> [YOUR TASK] Restate all of the entries verbatim.

=-=-=

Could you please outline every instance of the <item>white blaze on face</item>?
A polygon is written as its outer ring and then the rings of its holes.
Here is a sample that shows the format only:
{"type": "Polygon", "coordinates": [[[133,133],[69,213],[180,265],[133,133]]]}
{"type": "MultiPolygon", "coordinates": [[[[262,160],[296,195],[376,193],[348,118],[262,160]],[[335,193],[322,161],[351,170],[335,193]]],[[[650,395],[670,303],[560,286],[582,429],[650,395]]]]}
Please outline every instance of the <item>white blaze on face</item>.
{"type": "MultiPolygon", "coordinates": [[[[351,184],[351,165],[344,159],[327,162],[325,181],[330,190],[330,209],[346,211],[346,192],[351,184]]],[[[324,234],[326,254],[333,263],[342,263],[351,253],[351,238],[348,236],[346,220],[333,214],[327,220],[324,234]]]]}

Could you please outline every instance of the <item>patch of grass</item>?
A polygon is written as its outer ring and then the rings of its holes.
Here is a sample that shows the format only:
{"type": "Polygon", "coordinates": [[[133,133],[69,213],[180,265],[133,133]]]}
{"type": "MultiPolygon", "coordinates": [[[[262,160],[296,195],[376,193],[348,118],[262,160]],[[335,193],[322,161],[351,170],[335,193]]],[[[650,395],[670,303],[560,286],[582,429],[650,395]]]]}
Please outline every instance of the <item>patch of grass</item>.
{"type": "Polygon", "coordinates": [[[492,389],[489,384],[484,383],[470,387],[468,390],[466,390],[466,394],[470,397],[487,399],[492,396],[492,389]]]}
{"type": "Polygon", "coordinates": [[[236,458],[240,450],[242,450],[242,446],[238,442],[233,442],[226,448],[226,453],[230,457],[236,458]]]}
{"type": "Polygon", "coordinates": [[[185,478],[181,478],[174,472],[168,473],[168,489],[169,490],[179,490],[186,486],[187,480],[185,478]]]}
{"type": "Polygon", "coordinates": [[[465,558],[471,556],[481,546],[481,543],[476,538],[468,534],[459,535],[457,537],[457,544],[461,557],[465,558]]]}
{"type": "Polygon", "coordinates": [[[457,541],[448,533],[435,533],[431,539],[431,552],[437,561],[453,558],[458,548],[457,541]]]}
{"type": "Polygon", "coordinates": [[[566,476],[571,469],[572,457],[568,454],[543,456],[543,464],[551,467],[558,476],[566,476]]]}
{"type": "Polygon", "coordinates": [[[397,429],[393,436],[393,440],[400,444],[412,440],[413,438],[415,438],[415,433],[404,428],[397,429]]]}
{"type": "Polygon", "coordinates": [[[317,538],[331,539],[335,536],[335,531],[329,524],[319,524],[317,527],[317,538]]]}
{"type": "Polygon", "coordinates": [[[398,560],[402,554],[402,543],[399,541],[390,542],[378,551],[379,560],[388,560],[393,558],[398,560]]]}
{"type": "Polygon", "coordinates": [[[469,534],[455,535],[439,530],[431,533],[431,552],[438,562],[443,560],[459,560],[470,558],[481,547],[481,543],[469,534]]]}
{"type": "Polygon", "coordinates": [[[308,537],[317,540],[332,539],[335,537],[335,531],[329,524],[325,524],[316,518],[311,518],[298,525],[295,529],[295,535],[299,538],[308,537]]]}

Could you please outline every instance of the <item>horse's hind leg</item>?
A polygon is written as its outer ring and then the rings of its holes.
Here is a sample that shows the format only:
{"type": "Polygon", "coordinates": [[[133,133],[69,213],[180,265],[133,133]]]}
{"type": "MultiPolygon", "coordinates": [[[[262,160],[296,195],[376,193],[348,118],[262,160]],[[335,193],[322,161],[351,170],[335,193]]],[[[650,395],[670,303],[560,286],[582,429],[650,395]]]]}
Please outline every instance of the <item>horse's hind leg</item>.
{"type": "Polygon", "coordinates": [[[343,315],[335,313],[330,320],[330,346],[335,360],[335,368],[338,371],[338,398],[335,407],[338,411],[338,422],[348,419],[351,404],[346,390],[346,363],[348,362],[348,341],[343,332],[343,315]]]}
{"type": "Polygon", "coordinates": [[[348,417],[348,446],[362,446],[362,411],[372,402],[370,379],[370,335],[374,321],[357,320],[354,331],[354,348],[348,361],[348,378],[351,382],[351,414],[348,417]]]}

=-=-=

> [RESPONSE AREA]
Could you please outline every instance of the <item>white blaze on face</item>?
A polygon is written as its outer ring and then the rings of its holes.
Here is a sample that shows the format only:
{"type": "Polygon", "coordinates": [[[133,133],[69,213],[180,265],[133,133]]]}
{"type": "MultiPolygon", "coordinates": [[[[262,160],[296,195],[376,193],[348,118],[262,160]],[[335,193],[322,161],[351,170],[335,193]]],[[[650,395],[670,303],[560,286],[582,429],[650,395]]]]}
Please outline every instance of the <item>white blaze on face</item>.
{"type": "MultiPolygon", "coordinates": [[[[351,184],[351,165],[344,159],[327,162],[325,181],[330,190],[330,209],[346,211],[346,192],[351,184]]],[[[324,234],[326,254],[333,263],[342,263],[351,253],[351,238],[348,236],[346,220],[333,214],[327,220],[324,234]]]]}

Could you please outline every instance of the <item>patch of grass</item>?
A polygon is written as its outer ring and then the rings of its holes.
Here is a sample that shows the format only:
{"type": "Polygon", "coordinates": [[[133,133],[69,213],[180,265],[133,133]]]}
{"type": "MultiPolygon", "coordinates": [[[[262,160],[296,195],[376,193],[348,118],[262,160]],[[335,193],[322,161],[351,170],[335,193]]],[[[650,395],[670,303],[560,286],[582,429],[650,395]]]]}
Please outline every instance of the <item>patch of grass</item>.
{"type": "Polygon", "coordinates": [[[492,389],[489,384],[484,383],[470,387],[468,390],[466,390],[466,394],[470,397],[487,399],[492,396],[492,389]]]}
{"type": "Polygon", "coordinates": [[[236,458],[240,450],[242,450],[242,446],[238,442],[233,442],[226,448],[226,453],[230,457],[236,458]]]}
{"type": "Polygon", "coordinates": [[[185,478],[181,478],[174,472],[168,473],[168,489],[169,490],[179,490],[186,486],[187,480],[185,478]]]}
{"type": "Polygon", "coordinates": [[[465,558],[471,556],[481,546],[481,543],[476,538],[468,534],[459,535],[457,537],[457,544],[461,557],[465,558]]]}
{"type": "Polygon", "coordinates": [[[457,541],[448,533],[435,533],[431,539],[431,552],[437,561],[453,558],[458,548],[457,541]]]}
{"type": "Polygon", "coordinates": [[[566,476],[571,469],[572,457],[568,454],[543,456],[543,464],[551,467],[558,476],[566,476]]]}
{"type": "Polygon", "coordinates": [[[397,429],[393,436],[393,440],[400,444],[412,440],[413,438],[415,438],[415,433],[404,428],[397,429]]]}
{"type": "Polygon", "coordinates": [[[317,538],[331,539],[335,536],[335,531],[329,524],[319,524],[317,527],[317,538]]]}
{"type": "Polygon", "coordinates": [[[398,560],[402,554],[402,543],[399,541],[390,542],[378,551],[379,560],[388,560],[393,558],[398,560]]]}
{"type": "Polygon", "coordinates": [[[469,534],[455,535],[439,530],[431,533],[431,552],[438,562],[443,560],[459,560],[470,558],[481,547],[481,543],[469,534]]]}
{"type": "Polygon", "coordinates": [[[308,537],[317,540],[332,539],[335,537],[335,531],[329,524],[325,524],[316,518],[311,518],[298,525],[295,529],[295,535],[299,538],[308,537]]]}

Could you please outline every instance of the <item>horse's hind leg</item>?
A polygon is written as its outer ring and then the rings of its holes.
Here is a sample that shows the format only:
{"type": "Polygon", "coordinates": [[[133,133],[69,213],[180,265],[133,133]]]}
{"type": "MultiPolygon", "coordinates": [[[[262,160],[296,195],[376,193],[348,118],[262,160]],[[335,193],[322,161],[351,170],[335,193]]],[[[650,395],[670,303],[560,286],[582,429],[650,395]]]]}
Please outline every instance of the <item>horse's hind leg</item>.
{"type": "Polygon", "coordinates": [[[343,315],[335,313],[330,320],[330,346],[335,360],[335,368],[338,371],[338,398],[335,407],[338,411],[338,422],[348,419],[351,404],[346,390],[346,363],[348,362],[348,341],[343,332],[343,315]]]}
{"type": "Polygon", "coordinates": [[[348,417],[348,446],[362,446],[362,411],[372,402],[370,379],[370,335],[374,321],[357,320],[354,331],[354,348],[348,361],[348,378],[351,382],[351,414],[348,417]]]}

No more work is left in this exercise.